* _DATA SUPPLIED_:

━━━━━━━━━━

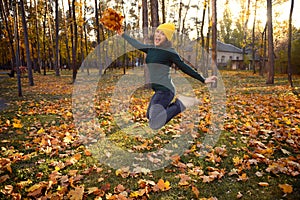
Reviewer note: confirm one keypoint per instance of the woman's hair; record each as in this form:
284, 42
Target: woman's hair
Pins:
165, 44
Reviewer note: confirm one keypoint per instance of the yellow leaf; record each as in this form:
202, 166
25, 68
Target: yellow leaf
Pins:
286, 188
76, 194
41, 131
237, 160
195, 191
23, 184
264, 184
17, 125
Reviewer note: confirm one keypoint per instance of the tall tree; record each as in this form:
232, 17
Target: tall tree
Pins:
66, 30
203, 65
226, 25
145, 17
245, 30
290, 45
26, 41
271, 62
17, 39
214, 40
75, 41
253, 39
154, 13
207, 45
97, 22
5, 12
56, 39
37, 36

━━━━━━━━━━

Write out all of the data above line for line, without any changes, and omit the pictures.

* _RESULT_:
Reviewer note: confirm one keypoint per instance of the woman's hair; record each as in this form:
284, 42
Target: woman's hair
Pins:
165, 44
Reviewer note: confirm one keypoint per instance of the yellow leaf; record each as in this form:
202, 166
25, 68
Target: yellow leaf
Pins:
286, 188
76, 194
41, 131
237, 160
195, 191
23, 184
264, 184
17, 125
Reviewer note: confirm one keypoint per instance of the tall tree; record each as in this form:
232, 17
Target: tall tree
Pins:
66, 30
203, 65
226, 25
145, 17
245, 30
290, 45
26, 41
271, 62
17, 39
214, 40
75, 41
253, 39
154, 13
207, 45
97, 22
5, 12
56, 39
37, 36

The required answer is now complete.